──────── Dataset content

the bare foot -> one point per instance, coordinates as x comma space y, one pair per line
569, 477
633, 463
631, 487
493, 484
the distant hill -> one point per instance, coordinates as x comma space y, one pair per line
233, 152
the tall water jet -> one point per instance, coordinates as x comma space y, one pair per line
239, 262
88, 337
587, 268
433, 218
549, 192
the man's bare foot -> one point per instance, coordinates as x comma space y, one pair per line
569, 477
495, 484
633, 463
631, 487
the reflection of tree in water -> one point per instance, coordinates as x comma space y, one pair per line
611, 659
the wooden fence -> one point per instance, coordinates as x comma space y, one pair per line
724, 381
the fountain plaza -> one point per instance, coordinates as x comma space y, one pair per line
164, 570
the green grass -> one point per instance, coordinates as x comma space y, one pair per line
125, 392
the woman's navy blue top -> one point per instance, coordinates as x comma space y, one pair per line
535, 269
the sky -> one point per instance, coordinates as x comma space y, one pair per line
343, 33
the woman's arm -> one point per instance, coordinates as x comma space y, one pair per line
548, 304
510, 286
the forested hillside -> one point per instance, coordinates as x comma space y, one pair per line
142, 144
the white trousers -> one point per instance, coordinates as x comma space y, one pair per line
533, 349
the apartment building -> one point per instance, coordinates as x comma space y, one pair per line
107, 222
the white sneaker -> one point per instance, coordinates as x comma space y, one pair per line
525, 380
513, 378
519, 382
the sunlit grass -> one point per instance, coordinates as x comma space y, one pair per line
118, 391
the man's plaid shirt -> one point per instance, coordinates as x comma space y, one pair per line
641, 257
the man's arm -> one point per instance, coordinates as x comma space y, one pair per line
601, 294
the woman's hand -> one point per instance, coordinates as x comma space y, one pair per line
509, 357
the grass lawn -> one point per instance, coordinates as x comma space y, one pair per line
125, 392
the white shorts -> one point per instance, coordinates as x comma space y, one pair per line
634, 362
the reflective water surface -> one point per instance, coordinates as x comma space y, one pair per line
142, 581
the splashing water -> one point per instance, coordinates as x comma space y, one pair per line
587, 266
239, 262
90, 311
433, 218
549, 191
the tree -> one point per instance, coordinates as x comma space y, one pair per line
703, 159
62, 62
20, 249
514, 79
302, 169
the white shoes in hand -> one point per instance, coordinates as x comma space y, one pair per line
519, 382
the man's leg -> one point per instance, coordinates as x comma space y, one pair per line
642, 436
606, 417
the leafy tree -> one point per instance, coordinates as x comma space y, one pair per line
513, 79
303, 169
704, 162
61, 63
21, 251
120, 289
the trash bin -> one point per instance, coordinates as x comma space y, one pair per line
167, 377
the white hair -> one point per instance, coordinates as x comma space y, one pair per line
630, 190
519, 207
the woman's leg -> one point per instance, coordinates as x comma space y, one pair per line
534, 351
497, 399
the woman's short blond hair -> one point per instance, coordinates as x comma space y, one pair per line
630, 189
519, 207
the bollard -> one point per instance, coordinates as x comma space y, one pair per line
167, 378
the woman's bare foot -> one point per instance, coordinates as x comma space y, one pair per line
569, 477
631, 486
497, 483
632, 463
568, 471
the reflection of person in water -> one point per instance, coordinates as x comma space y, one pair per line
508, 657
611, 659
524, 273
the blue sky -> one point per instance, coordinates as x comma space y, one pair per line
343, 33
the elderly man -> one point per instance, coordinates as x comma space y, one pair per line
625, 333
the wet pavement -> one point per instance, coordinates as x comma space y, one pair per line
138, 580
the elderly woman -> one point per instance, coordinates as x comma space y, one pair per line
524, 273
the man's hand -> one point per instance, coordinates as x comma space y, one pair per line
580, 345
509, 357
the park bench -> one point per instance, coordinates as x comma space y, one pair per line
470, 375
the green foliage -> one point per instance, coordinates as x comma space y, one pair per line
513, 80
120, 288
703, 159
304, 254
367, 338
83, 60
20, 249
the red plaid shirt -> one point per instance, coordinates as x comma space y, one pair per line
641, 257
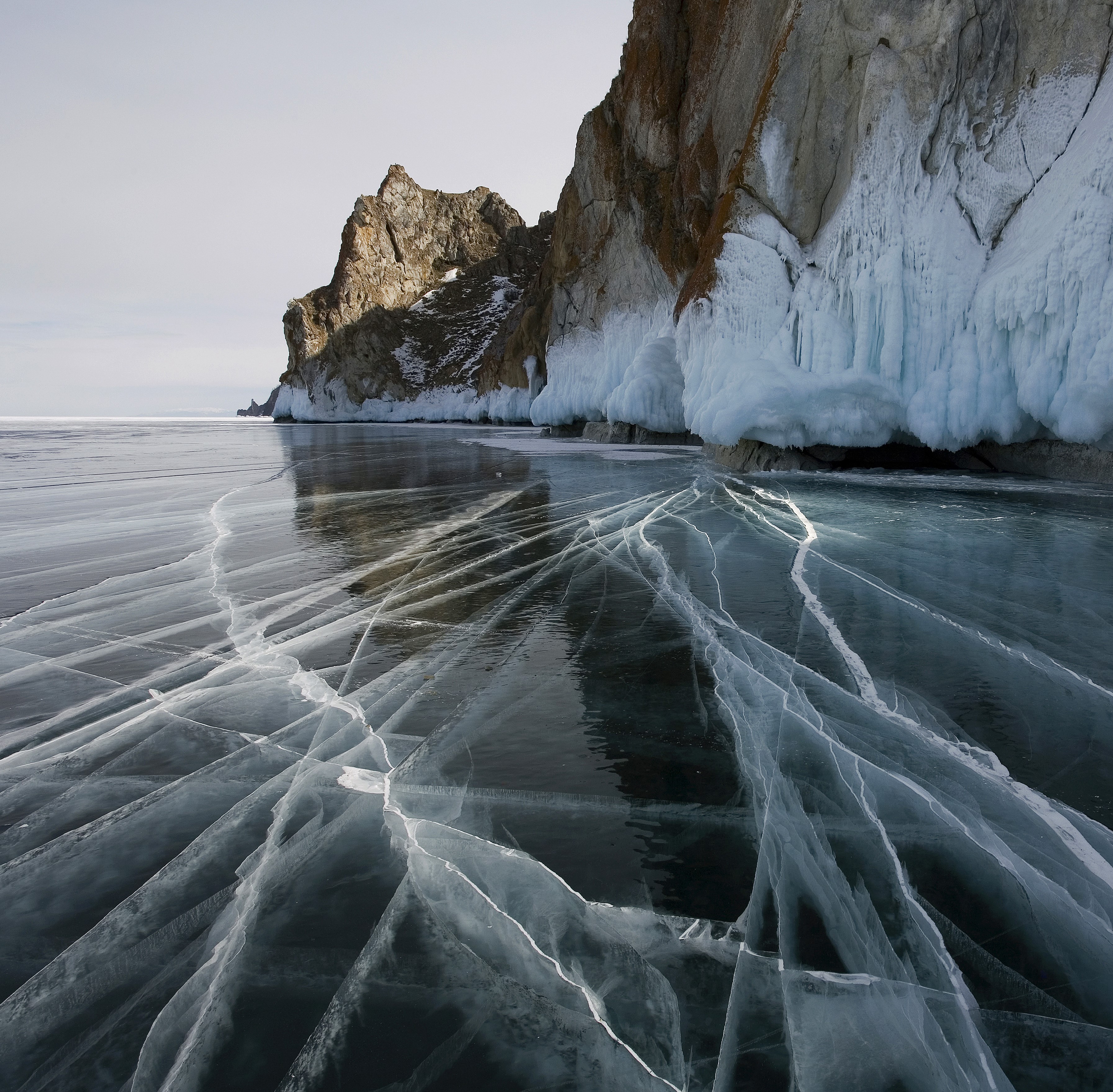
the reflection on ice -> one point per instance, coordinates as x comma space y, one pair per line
421, 763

────────────────

• [Given instruction]: Return every one of the lines above word for word, and leave out any pictures.

• [Response below]:
the bare foot -> one point per instance, coordinates as x comma space y, one pair per line
569, 477
633, 463
631, 487
493, 484
the distant hill -> one point per instance, coordinates as x comma space y, one pair per line
233, 152
the tall water jet -> one point per instance, coordinates as x comma space y, one pair per line
239, 262
88, 337
587, 268
433, 218
549, 192
the man's bare foot -> one point per instance, coordinates as x comma space y, one pair per line
569, 477
495, 484
633, 463
631, 487
the reflection of tree in water -> one point per instance, coordinates as x comma space y, one pair per line
611, 659
the wooden fence -> one point per instance, coordinates as x comma space y, one pair per line
724, 381
the fountain plaza -> one point per instance, coordinates as x comma space y, one pair per line
164, 570
the green grass -> one point per instance, coordinates as x comma space y, one pair per line
125, 392
the woman's navy blue top -> one point per instance, coordinates as x comma space y, one pair per line
535, 269
the sky -> one point per instance, coordinates as x comma space y, one pair per line
343, 33
the woman's arm -> one point per instance, coordinates as x comma space y, one pair per line
548, 304
510, 286
the forested hillside -> one point per instance, coordinates as x comma space y, one pair per line
142, 144
the white trousers -> one point per instance, coordinates as x comma space y, one pair per line
533, 349
the apartment building -> one point per instance, coordinates as x comma space y, one pair per line
107, 222
the white sneaker -> one point per instance, coordinates as x comma space y, one pair per line
525, 380
513, 378
519, 382
the sunlit grass -> one point per instance, coordinates as x comma space y, one pair per line
118, 391
the man's plaid shirt -> one point per instance, coordinates as x comma space y, one pair per line
641, 257
the man's arm -> one point per instance, coordinates as x comma space y, one pair per line
601, 294
the woman's hand -> one point per instance, coordinates as x comma space y, one pair per line
509, 357
the grass lawn -> one point per instance, coordinates as x comma space y, one pair per line
125, 392
the white shorts -> one point per instance, coordinates as x comma space y, one pair per line
634, 362
the reflective water surface -> one point per instance, coordinates as x comma space y, one pair per line
142, 581
the splashing water -> one point per instance, coordinates as x comma space y, one pair per line
587, 266
239, 262
90, 311
433, 218
549, 191
the tree -> one point per instance, coordinates as x comma space y, one pair per line
703, 159
62, 62
20, 249
514, 79
302, 169
the white shoes in hand -> one point per instance, coordinates as x comma space y, one pair per line
519, 382
the man's leg -> one point per instance, coordinates as x comma space y, one pair per line
642, 436
606, 417
the leafy tree -> one point per instance, coordinates as x comma space y, one pair per line
513, 79
303, 169
704, 162
61, 63
21, 251
120, 289
the trash bin -> one point per instance, coordinates as x comma space y, one pair per line
167, 377
the white hair -> one point per instance, coordinates as x comma space y, one pair per line
630, 190
519, 207
the woman's leg -> one point per instance, coordinates as x comma space y, one pair per line
534, 351
497, 399
the woman's short blond hair -> one point per instance, coordinates as x comma space y, one pair per line
630, 189
519, 207
the bollard -> one point per instance, coordinates as x comma space y, one pair per line
167, 378
the woman's bare foot -> one point per instance, coordinates as x comma space y, one pair per line
569, 477
631, 486
497, 483
632, 463
568, 471
the reflection of person in water -> one point per instance, coordinates as x comma space y, one pair per line
508, 657
611, 659
524, 273
the blue sky -> one point per instance, coordinates as x comma space y, one pair per line
343, 33
the elderly man -> one point per instance, coordinates as x comma space y, one pair per line
625, 333
the wet pavement -> one point per instance, coordinates as x comma space y, one pair per line
138, 580
the elderly woman -> one point per instance, coordinates as x comma space y, one pair per line
524, 273
the man's hand -> one point per instance, coordinates as x comma space y, one pair per line
580, 345
509, 357
the park bench -> one point per instance, coordinates as x comma space y, one pair per line
470, 375
the green foliage -> one point per instance, coordinates as x comma space y, one pair per line
513, 80
120, 288
703, 159
304, 254
367, 338
83, 60
20, 249
the red plaid shirt -> one point per instance, coordinates as x comma space y, one pair per line
641, 257
the reflection on ice -> one point per instance, coordinates as x comma space y, one pair per line
421, 763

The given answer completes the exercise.